┌──

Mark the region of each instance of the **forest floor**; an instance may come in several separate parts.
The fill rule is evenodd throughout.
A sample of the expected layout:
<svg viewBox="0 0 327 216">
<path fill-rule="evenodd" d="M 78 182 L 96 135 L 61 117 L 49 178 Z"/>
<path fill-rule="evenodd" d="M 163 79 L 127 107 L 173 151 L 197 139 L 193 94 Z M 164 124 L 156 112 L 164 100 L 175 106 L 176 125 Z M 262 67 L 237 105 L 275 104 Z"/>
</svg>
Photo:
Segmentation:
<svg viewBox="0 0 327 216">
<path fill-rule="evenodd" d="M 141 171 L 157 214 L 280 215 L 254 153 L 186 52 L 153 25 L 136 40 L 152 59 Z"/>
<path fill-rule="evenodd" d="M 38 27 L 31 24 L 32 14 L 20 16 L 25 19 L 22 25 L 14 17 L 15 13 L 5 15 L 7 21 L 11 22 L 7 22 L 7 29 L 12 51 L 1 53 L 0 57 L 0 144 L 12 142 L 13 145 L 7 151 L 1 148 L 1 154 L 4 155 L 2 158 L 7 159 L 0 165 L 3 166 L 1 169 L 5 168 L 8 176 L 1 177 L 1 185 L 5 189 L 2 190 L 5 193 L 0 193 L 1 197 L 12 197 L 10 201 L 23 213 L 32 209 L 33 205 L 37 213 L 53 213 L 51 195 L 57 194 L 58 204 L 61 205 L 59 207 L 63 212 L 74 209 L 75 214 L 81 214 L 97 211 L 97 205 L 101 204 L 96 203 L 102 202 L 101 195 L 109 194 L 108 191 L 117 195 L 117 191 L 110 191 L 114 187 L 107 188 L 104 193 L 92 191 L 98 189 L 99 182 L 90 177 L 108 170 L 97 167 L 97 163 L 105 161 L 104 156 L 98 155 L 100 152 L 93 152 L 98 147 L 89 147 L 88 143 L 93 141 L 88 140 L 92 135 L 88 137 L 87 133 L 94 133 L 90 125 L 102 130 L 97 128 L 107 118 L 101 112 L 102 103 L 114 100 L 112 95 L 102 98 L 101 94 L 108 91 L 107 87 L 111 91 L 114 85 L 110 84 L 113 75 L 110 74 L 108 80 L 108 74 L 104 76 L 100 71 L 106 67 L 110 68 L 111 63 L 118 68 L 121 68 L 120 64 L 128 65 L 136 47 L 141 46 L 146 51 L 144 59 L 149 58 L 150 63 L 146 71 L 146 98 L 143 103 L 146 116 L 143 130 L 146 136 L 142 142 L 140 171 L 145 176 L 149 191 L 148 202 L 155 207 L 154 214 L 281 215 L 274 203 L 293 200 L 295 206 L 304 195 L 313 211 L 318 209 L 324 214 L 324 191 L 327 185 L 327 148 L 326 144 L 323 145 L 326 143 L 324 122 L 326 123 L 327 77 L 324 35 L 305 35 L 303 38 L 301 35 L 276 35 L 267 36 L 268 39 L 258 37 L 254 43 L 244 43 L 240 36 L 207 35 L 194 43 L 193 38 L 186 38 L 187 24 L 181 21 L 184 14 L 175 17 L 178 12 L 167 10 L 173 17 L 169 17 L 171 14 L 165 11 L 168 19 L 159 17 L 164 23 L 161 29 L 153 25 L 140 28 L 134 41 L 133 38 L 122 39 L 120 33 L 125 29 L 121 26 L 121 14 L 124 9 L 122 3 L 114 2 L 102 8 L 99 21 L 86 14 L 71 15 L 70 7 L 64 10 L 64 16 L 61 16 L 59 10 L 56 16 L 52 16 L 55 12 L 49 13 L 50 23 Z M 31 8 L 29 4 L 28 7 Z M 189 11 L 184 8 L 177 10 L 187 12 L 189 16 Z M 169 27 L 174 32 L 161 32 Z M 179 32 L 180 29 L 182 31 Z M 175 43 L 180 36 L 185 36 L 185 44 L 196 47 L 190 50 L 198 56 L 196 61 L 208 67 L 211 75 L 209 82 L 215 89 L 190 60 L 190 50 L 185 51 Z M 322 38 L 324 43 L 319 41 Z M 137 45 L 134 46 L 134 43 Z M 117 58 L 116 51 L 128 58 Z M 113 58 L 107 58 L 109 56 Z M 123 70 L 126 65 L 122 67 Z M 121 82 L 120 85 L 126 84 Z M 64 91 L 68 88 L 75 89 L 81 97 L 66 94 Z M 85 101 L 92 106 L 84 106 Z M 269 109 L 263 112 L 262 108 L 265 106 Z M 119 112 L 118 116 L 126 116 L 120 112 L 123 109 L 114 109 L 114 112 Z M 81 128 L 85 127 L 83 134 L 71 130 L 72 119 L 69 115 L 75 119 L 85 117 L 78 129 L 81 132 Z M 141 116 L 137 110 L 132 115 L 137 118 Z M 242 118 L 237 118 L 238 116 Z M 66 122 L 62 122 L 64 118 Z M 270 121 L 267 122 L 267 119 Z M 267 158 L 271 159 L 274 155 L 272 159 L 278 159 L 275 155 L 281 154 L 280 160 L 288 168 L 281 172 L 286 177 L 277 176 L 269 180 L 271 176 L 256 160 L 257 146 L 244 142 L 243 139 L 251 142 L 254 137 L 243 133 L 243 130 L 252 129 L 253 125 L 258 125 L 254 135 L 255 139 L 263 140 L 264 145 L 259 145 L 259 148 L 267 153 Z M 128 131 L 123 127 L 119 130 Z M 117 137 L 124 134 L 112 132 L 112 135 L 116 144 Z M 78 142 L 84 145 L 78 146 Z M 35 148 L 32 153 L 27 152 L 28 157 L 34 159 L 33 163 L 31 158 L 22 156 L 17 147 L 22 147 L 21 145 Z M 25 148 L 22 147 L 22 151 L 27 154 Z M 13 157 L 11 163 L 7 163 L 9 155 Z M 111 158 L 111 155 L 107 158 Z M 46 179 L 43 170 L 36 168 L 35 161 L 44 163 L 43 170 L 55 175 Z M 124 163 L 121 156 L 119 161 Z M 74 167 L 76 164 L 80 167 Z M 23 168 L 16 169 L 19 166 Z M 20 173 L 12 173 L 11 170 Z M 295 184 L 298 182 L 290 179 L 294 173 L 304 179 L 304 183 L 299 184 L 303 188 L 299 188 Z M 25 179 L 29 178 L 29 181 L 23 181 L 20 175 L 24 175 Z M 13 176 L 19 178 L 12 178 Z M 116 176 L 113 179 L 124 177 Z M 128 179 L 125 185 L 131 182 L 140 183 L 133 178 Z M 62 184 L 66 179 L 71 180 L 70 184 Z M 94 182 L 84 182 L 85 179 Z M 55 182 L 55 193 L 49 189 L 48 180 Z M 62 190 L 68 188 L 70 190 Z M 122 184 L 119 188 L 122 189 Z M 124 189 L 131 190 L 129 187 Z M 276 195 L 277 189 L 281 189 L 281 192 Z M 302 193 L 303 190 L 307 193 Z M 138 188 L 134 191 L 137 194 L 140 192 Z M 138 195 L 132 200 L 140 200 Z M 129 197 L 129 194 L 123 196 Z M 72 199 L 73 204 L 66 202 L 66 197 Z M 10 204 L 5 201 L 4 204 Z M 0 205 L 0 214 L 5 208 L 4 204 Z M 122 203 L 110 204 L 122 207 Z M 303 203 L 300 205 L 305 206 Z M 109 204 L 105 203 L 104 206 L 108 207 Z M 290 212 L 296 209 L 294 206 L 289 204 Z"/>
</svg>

└──

* **YOUR GOAL**
Can you render every line of the records above as a numbered list, leaving out any blank lines?

* **RESPONSE TO THE TASK**
1. Mark the region of each instance of the **forest floor**; an instance may come in several separate parts.
2. The fill rule is evenodd throughout.
3. A sample of the expected layout:
4. <svg viewBox="0 0 327 216">
5. <path fill-rule="evenodd" d="M 78 182 L 96 135 L 61 117 L 49 178 Z"/>
6. <path fill-rule="evenodd" d="M 163 79 L 127 107 L 173 151 L 197 139 L 193 94 Z M 164 124 L 156 112 L 164 100 L 175 106 L 176 125 Z M 262 67 L 237 105 L 275 104 Z"/>
7. </svg>
8. Photo:
9. Segmentation:
10. <svg viewBox="0 0 327 216">
11. <path fill-rule="evenodd" d="M 141 171 L 157 214 L 280 215 L 254 153 L 186 52 L 153 25 L 136 40 L 152 59 Z"/>
12. <path fill-rule="evenodd" d="M 38 27 L 31 24 L 32 14 L 20 16 L 25 19 L 22 25 L 14 17 L 15 13 L 5 15 L 7 21 L 11 22 L 7 22 L 7 29 L 12 51 L 1 53 L 0 57 L 0 144 L 12 142 L 13 145 L 7 151 L 1 148 L 1 154 L 4 155 L 2 158 L 7 159 L 0 165 L 3 166 L 1 169 L 5 168 L 8 176 L 1 177 L 1 185 L 5 189 L 2 190 L 5 193 L 0 193 L 1 197 L 12 197 L 10 201 L 23 213 L 32 209 L 33 205 L 37 213 L 53 213 L 51 195 L 57 194 L 58 204 L 61 205 L 59 207 L 63 212 L 74 209 L 75 214 L 81 214 L 97 211 L 97 205 L 101 204 L 96 203 L 102 202 L 101 195 L 109 194 L 108 191 L 117 195 L 117 191 L 110 191 L 114 187 L 107 188 L 104 193 L 92 191 L 98 189 L 99 182 L 90 177 L 108 170 L 97 167 L 97 163 L 105 161 L 104 156 L 98 155 L 100 152 L 93 152 L 98 147 L 89 147 L 88 143 L 93 141 L 88 140 L 92 135 L 88 137 L 87 133 L 94 133 L 90 125 L 102 130 L 97 128 L 107 118 L 101 112 L 102 103 L 114 100 L 112 95 L 102 98 L 101 94 L 108 91 L 107 87 L 111 91 L 114 85 L 110 84 L 113 75 L 110 74 L 108 80 L 108 74 L 104 76 L 100 71 L 106 67 L 110 68 L 111 63 L 118 68 L 121 68 L 120 64 L 128 65 L 136 47 L 141 46 L 146 51 L 144 59 L 149 58 L 150 63 L 146 71 L 146 98 L 143 103 L 146 116 L 143 130 L 146 136 L 142 142 L 140 171 L 145 176 L 149 191 L 148 202 L 155 207 L 154 214 L 281 215 L 274 203 L 293 200 L 295 206 L 304 195 L 313 211 L 318 209 L 324 214 L 324 191 L 327 185 L 327 148 L 326 144 L 323 145 L 326 143 L 324 122 L 326 123 L 327 77 L 324 35 L 305 35 L 303 38 L 301 35 L 276 35 L 267 36 L 268 39 L 258 37 L 254 43 L 244 43 L 240 36 L 207 35 L 194 43 L 193 38 L 186 38 L 187 24 L 181 21 L 184 14 L 175 17 L 178 12 L 167 10 L 173 17 L 169 17 L 171 14 L 165 11 L 168 19 L 159 17 L 164 23 L 161 29 L 153 25 L 140 28 L 134 41 L 133 38 L 122 39 L 120 33 L 125 29 L 121 26 L 121 14 L 124 9 L 122 3 L 114 2 L 102 8 L 99 21 L 86 14 L 71 15 L 70 7 L 64 10 L 64 16 L 61 16 L 59 10 L 56 16 L 52 16 L 55 12 L 49 13 L 50 23 Z M 31 8 L 29 4 L 28 7 Z M 189 11 L 184 8 L 177 10 L 187 12 L 189 16 Z M 169 27 L 174 32 L 161 32 Z M 179 32 L 180 29 L 182 31 Z M 175 43 L 180 36 L 185 36 L 185 44 L 196 47 L 190 50 L 198 56 L 196 61 L 208 67 L 211 75 L 209 82 L 215 89 L 190 60 L 190 50 L 185 51 Z M 322 38 L 324 43 L 319 41 Z M 137 45 L 134 46 L 134 43 Z M 117 58 L 116 51 L 128 58 Z M 113 58 L 107 58 L 109 56 Z M 123 70 L 126 65 L 122 67 Z M 121 82 L 120 85 L 126 84 Z M 64 91 L 68 88 L 75 89 L 81 97 L 66 94 Z M 85 101 L 92 106 L 84 106 Z M 269 109 L 263 112 L 262 108 L 265 106 Z M 119 112 L 118 116 L 126 116 L 120 112 L 123 109 L 114 109 L 114 112 Z M 81 128 L 85 127 L 83 134 L 71 130 L 72 119 L 69 115 L 75 119 L 85 117 L 78 129 L 81 132 Z M 141 116 L 137 110 L 132 115 L 137 118 Z M 242 118 L 237 118 L 238 116 Z M 66 122 L 62 122 L 64 118 Z M 270 121 L 267 122 L 267 119 Z M 267 158 L 271 159 L 274 155 L 272 159 L 278 159 L 275 155 L 281 154 L 280 160 L 288 168 L 281 172 L 286 177 L 277 176 L 269 180 L 271 176 L 256 160 L 257 146 L 244 142 L 243 139 L 251 142 L 254 137 L 243 133 L 243 130 L 252 129 L 253 125 L 258 125 L 254 135 L 255 139 L 263 140 L 264 145 L 259 145 L 259 148 L 267 153 Z M 128 131 L 123 127 L 119 130 Z M 117 137 L 124 134 L 112 132 L 112 135 L 116 144 Z M 78 142 L 84 145 L 78 146 Z M 35 148 L 32 153 L 27 152 L 28 157 L 34 159 L 33 163 L 31 158 L 22 156 L 17 147 L 22 147 L 21 145 Z M 25 148 L 22 147 L 22 151 L 27 154 Z M 13 157 L 11 163 L 7 163 L 9 155 Z M 111 158 L 111 155 L 107 158 Z M 46 179 L 43 170 L 36 168 L 35 161 L 44 163 L 43 170 L 55 175 Z M 124 163 L 121 156 L 119 161 Z M 74 167 L 76 164 L 80 167 Z M 23 168 L 16 169 L 19 166 Z M 20 173 L 12 173 L 11 170 Z M 295 184 L 298 182 L 290 179 L 294 173 L 304 179 L 304 183 L 299 184 L 303 188 L 299 188 Z M 25 179 L 29 178 L 29 181 L 23 181 L 20 175 L 24 175 Z M 13 176 L 19 178 L 12 178 Z M 116 176 L 113 179 L 124 177 Z M 128 179 L 125 185 L 131 182 L 140 183 L 133 178 Z M 62 184 L 66 179 L 71 180 L 70 184 Z M 94 182 L 84 182 L 85 179 Z M 55 182 L 55 193 L 49 189 L 48 180 Z M 62 190 L 68 188 L 70 190 Z M 122 184 L 119 188 L 122 189 Z M 124 189 L 131 190 L 129 187 Z M 276 195 L 277 189 L 281 189 L 281 192 Z M 302 193 L 303 190 L 307 193 Z M 138 188 L 134 191 L 137 194 L 140 192 Z M 138 195 L 132 200 L 140 200 Z M 129 197 L 129 194 L 123 196 Z M 72 199 L 73 204 L 66 202 L 66 197 Z M 10 204 L 5 201 L 4 204 Z M 0 205 L 0 214 L 5 208 L 4 204 Z M 122 203 L 110 204 L 122 207 Z M 303 203 L 300 205 L 305 206 Z M 109 204 L 105 203 L 104 206 L 108 207 Z M 290 212 L 296 209 L 294 206 L 289 204 Z"/>
13. </svg>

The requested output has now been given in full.